TASK STATEMENT - A word-for-word transcript of the closing lines is required: from the one with "Target: harvested field" through the final line of the data.
LISTED ENTRIES Start Marker
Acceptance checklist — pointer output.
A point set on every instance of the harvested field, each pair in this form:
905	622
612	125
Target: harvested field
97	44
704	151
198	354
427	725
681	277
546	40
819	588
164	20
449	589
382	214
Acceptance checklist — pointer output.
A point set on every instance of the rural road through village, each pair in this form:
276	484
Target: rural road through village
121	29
LISTED ENTRIES End Marker
RESULT OF THIS EXERCISE -
Target: harvested field
97	44
704	151
198	354
427	725
681	277
546	40
819	588
164	20
449	589
382	214
Acceptance checklist — pointer output.
A point set on every instance of the rural road through village, each pair in this form:
276	484
Target: rural road through village
121	29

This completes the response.